:: PROBLEM TO WORK ON ::
Count the lines in the entries below that contain the word "field", and reply with that number alone.

Part of a data file
☆ ☆ ☆

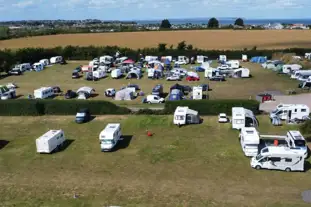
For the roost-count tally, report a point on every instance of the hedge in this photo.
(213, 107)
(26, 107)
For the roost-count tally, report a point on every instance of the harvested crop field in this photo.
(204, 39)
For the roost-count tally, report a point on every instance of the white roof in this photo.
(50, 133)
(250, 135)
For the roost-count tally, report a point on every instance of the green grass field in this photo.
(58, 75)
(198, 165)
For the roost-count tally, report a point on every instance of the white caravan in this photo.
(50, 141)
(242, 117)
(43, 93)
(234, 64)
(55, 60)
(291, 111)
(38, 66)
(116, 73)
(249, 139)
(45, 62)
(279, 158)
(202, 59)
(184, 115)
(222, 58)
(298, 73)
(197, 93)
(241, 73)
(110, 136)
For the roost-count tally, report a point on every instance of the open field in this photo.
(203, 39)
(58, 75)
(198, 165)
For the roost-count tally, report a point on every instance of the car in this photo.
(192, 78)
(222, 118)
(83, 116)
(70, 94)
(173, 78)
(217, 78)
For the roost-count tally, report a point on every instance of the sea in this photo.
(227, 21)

☆ ☆ ☆

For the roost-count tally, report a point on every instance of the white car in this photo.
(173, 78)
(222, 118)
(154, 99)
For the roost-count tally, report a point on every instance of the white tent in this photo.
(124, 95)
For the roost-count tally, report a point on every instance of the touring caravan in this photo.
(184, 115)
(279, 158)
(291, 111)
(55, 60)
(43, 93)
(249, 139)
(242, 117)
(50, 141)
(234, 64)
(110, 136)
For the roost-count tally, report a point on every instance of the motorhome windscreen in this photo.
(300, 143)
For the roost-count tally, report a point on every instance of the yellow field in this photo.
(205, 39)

☆ ☆ ☆

:: RESPONSE ::
4